EXERCISE AIM:
The records below are to be copied exactly, with their pictures left out.

Stored data entries:
Start of Block
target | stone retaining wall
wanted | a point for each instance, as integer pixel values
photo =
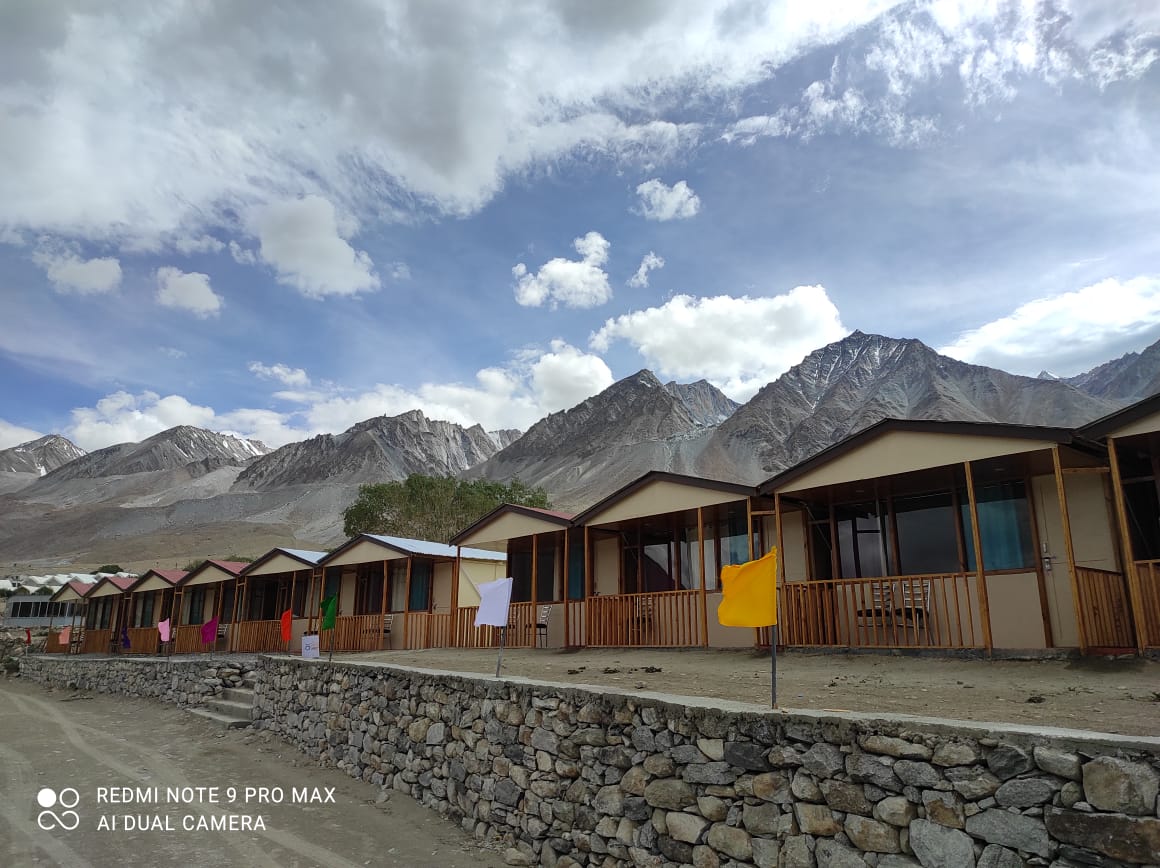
(584, 776)
(182, 680)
End of Block
TASK RESULT:
target | stone retaining wall
wanted | a point for each instance, as integer pixel values
photo =
(584, 776)
(182, 680)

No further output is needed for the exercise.